Stored dataset items:

--------------------------------

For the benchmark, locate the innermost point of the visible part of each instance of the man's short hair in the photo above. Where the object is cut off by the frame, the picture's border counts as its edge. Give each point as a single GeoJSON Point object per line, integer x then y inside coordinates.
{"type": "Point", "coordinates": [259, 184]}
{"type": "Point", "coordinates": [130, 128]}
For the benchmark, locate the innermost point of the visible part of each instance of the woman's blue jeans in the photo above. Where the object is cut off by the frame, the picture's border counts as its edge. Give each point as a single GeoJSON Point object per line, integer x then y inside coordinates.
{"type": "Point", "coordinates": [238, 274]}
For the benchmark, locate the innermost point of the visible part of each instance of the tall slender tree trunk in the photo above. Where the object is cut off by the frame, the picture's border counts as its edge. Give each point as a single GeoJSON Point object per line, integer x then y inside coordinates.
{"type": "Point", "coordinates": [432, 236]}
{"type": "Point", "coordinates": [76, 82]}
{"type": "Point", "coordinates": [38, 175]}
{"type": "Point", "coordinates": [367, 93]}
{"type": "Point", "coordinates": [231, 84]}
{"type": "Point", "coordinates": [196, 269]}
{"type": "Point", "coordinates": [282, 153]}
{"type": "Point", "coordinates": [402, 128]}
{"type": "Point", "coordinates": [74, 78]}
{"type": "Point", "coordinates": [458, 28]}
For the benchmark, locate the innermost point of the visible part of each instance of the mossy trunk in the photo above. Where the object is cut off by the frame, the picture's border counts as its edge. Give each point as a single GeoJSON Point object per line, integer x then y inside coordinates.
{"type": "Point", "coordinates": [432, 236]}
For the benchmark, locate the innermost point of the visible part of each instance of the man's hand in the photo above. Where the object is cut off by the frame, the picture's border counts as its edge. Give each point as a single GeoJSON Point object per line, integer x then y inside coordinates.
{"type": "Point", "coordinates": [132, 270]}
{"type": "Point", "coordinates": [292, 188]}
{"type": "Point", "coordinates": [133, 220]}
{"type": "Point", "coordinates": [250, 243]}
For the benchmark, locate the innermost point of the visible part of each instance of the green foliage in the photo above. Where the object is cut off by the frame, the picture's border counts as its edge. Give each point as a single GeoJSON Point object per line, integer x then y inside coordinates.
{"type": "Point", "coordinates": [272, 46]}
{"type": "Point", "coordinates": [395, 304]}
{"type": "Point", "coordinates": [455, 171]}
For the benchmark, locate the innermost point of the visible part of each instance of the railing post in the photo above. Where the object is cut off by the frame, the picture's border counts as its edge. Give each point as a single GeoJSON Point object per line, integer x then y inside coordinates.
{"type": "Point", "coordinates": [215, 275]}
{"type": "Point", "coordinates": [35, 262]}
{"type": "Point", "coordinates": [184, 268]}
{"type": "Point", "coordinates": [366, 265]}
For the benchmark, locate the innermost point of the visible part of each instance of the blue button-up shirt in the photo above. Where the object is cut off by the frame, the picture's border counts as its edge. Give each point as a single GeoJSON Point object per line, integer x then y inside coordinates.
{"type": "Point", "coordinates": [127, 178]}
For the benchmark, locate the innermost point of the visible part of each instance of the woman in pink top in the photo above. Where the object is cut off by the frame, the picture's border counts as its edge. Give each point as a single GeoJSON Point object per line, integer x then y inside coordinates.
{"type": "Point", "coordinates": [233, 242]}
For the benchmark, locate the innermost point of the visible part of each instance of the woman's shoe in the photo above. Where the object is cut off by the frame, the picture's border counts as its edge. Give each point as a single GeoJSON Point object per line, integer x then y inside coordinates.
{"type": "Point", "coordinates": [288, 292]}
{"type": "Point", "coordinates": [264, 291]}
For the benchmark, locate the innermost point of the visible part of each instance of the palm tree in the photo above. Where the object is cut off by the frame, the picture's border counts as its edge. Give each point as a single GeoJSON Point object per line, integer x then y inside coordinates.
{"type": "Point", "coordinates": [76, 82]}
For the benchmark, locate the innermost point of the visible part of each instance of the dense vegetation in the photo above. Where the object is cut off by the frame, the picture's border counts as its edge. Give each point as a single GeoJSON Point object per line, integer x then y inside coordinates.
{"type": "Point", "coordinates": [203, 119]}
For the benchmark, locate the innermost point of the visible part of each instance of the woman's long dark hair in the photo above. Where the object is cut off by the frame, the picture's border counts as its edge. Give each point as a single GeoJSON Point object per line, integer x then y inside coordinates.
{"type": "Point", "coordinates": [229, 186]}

--------------------------------

#### AIM:
Pull out every line from the one with "the woman in" to the end of the listing, and output only those.

#### EXERCISE ANSWER:
For the benchmark, locate the innermost point of the visible part of each instance of the woman in pink top in the photo above. Where the object is cut off by the frame, the picture's border counts as its edge. Give each point as a single GeoJSON Point object per line, integer x then y inside coordinates.
{"type": "Point", "coordinates": [233, 242]}
For the benchmark, locate the innermost point of the visible part of each instance of the woman's shoe in the photo above. Where the object is cut off by the frame, the picture's border counts as its edge. Give each point as a single GeoJSON Point object per line, integer x then y inside coordinates.
{"type": "Point", "coordinates": [288, 292]}
{"type": "Point", "coordinates": [264, 291]}
For the benchmark, locate the innermost point of the visible part of each instance of the palm tree in the photo above. Where the object is cut off by the frame, the picture's border counts as its edge. Give each point as a single GeoJSON Point object per line, integer x then y inside coordinates.
{"type": "Point", "coordinates": [76, 82]}
For the benchmark, locate the innermost point of the visible part of each instance of the dense vegetation in the photo above. Where the object is cut off by the frame, the picture's border counts as its edge. Give each point as a single GeoJSON Point object per line, integer x then y inside coordinates.
{"type": "Point", "coordinates": [203, 119]}
For the benchmark, locate the innermost point of the visible part of each instance of the woman's long dark hair in the photo above. Where the object is cut off by the frame, the picture's border counts as its edge. Give each point as a single GeoJSON Point object per line, integer x then y inside coordinates.
{"type": "Point", "coordinates": [229, 186]}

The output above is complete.